Data for processing below:

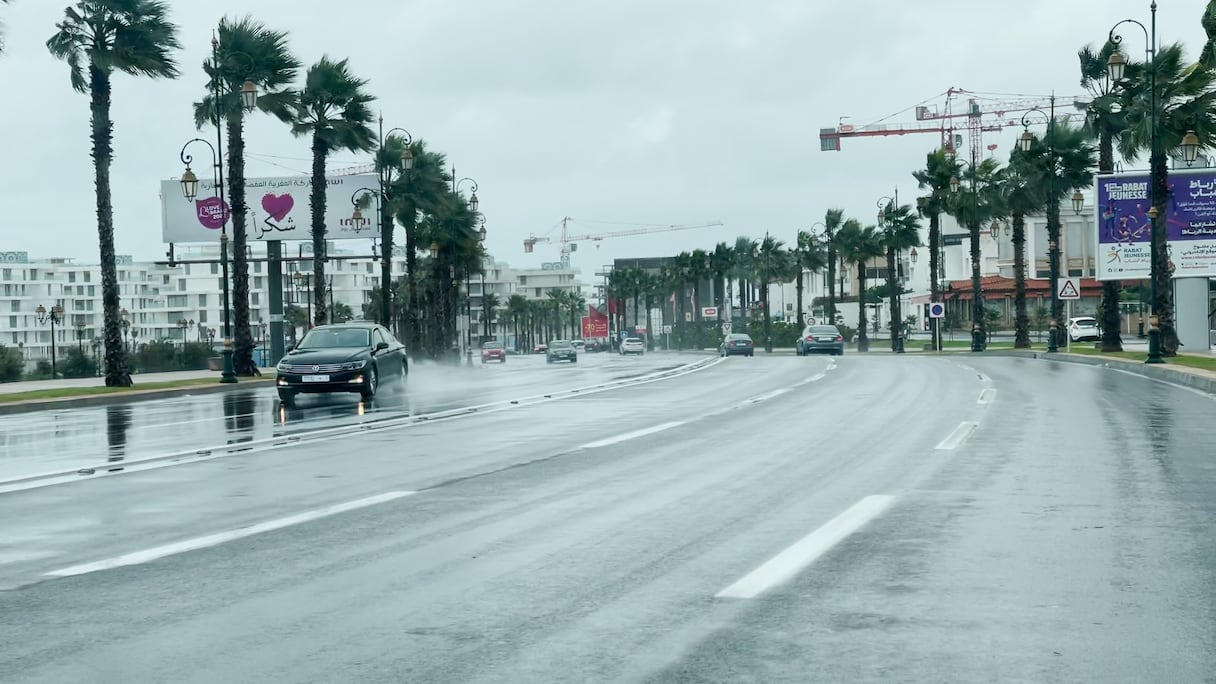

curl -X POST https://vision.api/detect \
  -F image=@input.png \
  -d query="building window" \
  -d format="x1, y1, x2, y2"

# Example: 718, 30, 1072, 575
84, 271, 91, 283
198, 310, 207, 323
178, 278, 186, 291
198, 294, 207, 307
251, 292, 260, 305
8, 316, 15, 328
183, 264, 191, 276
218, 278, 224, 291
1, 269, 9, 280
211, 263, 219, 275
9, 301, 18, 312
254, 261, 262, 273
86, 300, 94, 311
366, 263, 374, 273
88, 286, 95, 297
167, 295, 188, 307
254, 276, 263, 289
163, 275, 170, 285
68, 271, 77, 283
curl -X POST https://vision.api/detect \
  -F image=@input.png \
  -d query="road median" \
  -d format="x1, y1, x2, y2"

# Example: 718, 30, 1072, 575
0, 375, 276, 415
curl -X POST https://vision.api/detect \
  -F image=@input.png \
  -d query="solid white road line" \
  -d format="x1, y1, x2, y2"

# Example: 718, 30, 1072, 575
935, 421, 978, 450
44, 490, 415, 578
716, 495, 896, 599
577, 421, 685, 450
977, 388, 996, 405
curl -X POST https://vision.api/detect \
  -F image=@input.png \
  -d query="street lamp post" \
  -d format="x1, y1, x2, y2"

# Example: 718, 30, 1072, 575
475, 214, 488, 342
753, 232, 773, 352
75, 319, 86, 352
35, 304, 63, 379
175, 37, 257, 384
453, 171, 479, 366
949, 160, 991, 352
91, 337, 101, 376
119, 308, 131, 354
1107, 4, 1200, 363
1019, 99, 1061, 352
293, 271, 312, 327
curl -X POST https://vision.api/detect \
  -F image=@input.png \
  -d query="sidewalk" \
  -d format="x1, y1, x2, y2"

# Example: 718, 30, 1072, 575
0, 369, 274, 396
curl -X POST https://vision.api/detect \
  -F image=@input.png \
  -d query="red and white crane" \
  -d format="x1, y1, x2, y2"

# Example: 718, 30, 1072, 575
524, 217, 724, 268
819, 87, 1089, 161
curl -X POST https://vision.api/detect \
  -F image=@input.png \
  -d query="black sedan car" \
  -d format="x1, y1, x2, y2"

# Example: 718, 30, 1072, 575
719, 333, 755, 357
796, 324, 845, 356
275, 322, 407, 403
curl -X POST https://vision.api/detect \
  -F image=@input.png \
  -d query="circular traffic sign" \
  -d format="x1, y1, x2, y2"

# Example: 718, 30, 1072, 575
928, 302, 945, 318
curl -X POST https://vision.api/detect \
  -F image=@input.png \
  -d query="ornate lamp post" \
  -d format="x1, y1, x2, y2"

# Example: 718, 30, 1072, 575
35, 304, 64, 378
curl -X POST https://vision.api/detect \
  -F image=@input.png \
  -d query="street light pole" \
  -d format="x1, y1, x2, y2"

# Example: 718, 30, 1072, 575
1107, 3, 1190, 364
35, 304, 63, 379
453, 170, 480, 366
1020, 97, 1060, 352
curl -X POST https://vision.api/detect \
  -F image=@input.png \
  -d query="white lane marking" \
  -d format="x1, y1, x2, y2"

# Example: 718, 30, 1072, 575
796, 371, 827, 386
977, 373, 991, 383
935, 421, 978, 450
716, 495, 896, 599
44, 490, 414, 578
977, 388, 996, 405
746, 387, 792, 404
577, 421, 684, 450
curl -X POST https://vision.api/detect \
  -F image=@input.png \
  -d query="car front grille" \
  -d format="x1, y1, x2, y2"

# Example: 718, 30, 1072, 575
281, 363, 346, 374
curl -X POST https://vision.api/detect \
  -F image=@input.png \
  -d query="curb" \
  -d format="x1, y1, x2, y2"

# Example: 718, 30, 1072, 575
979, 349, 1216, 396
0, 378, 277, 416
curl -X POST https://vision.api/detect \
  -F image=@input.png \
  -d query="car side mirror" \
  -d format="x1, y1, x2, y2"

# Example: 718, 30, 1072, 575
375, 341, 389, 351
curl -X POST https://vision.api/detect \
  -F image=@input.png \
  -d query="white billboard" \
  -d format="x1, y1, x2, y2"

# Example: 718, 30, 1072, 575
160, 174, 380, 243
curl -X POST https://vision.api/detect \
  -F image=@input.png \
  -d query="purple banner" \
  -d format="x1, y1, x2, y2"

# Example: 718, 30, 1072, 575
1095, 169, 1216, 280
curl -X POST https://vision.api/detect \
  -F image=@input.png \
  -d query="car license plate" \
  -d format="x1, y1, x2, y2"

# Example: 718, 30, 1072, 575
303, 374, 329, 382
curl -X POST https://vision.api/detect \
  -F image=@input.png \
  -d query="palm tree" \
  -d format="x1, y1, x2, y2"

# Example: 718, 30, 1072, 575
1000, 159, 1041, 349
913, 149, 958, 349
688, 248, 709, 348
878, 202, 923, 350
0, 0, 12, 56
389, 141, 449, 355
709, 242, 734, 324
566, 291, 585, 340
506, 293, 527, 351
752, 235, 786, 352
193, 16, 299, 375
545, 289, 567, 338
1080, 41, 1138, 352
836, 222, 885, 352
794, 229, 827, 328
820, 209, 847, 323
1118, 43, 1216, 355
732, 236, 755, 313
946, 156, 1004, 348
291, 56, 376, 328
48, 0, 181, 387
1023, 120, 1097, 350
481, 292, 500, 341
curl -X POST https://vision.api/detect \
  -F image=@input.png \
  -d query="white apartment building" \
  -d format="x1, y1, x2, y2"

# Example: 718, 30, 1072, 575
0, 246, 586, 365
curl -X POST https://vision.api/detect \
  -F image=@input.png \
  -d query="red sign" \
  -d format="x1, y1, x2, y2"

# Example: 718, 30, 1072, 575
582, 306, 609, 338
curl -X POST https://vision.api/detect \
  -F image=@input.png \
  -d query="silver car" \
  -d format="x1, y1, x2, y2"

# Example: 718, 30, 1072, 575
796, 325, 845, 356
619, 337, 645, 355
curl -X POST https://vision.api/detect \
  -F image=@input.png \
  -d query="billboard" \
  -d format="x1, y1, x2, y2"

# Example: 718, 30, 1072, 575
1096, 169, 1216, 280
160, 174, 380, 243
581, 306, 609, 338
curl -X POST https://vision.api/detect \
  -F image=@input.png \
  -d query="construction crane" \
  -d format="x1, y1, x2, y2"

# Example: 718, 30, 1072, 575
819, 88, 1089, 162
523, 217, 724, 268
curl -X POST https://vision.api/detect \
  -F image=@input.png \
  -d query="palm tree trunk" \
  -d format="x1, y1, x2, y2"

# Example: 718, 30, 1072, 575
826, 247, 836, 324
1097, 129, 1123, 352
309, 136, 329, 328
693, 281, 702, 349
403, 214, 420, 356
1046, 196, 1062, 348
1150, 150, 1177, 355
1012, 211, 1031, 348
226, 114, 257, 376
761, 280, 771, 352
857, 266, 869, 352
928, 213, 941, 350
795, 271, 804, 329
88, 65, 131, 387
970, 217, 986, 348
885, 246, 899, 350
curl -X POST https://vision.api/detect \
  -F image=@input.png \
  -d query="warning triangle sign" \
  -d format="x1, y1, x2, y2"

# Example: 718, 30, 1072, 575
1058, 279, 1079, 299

End of Data for processing.
Data for processing below:

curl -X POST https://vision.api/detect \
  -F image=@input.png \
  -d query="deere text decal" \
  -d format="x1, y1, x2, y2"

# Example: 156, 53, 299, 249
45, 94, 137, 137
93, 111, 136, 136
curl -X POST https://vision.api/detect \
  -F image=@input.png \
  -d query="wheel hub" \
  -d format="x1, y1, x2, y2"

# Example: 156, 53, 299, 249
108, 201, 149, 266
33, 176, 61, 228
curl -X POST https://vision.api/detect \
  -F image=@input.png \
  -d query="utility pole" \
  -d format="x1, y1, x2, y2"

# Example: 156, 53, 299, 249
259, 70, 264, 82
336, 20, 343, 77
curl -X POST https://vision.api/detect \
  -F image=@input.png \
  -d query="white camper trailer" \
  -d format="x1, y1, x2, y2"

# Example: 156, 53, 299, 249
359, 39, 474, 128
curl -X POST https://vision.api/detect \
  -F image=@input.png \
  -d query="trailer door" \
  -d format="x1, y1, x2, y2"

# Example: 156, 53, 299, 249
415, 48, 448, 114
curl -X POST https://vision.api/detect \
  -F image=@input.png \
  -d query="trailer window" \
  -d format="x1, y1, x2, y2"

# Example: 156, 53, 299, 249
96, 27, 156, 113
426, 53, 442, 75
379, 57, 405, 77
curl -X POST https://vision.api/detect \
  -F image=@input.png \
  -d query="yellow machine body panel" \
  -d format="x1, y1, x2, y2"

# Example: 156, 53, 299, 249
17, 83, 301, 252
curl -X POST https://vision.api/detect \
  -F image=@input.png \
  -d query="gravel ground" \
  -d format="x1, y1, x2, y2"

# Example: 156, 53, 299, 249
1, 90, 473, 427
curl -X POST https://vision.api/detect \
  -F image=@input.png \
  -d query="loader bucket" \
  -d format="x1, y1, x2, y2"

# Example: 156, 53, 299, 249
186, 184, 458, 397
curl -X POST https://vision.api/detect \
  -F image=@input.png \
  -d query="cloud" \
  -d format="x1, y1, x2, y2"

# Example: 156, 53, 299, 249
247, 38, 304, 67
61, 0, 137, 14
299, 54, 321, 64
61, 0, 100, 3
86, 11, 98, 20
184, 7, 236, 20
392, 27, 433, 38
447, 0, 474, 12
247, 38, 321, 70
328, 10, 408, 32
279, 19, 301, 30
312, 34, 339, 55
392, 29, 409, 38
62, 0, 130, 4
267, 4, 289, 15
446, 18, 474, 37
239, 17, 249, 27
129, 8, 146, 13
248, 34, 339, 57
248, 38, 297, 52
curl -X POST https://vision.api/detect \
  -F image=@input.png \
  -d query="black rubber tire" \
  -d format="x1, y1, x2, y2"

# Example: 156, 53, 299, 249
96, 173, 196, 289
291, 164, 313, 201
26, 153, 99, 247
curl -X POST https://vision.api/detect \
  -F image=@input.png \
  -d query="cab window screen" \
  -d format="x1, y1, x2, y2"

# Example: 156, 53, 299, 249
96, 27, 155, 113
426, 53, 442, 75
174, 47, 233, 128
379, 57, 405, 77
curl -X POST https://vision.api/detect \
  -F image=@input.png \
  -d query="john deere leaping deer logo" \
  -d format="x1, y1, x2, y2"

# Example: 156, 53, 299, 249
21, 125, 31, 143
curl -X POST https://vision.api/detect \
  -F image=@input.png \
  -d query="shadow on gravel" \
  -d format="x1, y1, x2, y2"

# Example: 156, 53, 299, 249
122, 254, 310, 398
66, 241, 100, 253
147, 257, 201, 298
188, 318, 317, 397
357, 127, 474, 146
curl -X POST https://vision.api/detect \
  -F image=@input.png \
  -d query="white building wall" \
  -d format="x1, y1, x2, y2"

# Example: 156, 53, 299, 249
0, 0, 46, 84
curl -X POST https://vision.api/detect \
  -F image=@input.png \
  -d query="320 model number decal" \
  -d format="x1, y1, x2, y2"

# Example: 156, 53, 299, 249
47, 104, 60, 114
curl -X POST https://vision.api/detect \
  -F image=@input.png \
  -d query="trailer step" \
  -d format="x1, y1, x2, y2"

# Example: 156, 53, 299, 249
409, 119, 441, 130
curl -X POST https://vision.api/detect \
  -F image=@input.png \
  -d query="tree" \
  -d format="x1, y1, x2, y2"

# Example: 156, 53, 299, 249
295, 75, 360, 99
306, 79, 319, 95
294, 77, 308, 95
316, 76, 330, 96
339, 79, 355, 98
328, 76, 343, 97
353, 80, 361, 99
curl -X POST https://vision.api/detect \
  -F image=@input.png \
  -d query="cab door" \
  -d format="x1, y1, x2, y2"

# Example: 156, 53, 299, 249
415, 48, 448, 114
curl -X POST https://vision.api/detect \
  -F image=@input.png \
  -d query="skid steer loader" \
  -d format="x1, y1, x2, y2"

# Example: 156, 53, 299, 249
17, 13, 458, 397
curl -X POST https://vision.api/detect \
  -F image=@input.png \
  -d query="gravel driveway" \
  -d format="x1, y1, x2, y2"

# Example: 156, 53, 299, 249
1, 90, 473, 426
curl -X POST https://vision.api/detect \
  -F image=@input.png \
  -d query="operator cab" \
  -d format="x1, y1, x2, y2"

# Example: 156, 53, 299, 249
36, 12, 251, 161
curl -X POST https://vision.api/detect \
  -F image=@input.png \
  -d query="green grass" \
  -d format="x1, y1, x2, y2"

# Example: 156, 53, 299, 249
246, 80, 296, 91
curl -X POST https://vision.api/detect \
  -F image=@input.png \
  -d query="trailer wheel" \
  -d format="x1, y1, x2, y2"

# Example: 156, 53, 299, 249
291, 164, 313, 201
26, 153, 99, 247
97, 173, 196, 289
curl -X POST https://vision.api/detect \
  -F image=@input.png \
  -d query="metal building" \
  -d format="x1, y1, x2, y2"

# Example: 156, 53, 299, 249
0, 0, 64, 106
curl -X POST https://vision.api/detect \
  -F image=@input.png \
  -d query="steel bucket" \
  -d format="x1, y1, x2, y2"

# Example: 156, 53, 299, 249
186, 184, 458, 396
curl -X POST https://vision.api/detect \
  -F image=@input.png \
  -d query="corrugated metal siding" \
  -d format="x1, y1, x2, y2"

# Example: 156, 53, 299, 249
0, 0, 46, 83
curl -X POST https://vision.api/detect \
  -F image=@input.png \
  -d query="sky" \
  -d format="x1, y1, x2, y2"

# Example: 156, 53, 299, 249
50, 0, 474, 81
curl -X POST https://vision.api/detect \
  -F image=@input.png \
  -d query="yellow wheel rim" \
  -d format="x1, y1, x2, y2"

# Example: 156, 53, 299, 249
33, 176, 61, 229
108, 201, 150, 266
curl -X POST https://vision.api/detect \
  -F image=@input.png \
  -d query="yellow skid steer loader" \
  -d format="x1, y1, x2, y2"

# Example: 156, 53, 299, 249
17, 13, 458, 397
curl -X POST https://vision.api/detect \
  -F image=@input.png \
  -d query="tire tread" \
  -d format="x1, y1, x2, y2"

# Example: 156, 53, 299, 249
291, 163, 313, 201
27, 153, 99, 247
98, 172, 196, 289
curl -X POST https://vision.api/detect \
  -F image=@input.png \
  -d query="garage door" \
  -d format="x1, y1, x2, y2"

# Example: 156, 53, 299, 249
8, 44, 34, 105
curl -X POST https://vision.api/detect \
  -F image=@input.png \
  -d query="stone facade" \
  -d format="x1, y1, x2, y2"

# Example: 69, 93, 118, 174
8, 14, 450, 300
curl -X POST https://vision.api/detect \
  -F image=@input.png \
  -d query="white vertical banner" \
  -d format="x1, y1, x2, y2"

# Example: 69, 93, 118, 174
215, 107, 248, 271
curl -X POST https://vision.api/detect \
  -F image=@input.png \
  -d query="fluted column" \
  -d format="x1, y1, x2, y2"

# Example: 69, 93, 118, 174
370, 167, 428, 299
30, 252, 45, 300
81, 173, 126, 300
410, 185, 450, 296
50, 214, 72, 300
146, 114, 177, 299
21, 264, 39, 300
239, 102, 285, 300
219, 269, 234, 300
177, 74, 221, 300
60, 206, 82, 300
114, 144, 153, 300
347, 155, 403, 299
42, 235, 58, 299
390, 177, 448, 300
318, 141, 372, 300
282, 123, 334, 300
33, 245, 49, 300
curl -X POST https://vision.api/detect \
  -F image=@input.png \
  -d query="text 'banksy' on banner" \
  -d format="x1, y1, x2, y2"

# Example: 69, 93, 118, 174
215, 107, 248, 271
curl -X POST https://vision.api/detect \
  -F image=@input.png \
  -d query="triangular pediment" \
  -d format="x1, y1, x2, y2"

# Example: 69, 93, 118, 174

End of Data for processing.

Reproduce each line from the records that contains the word "pole".

  -d query="street light pole" \
  -d query="utility pole" \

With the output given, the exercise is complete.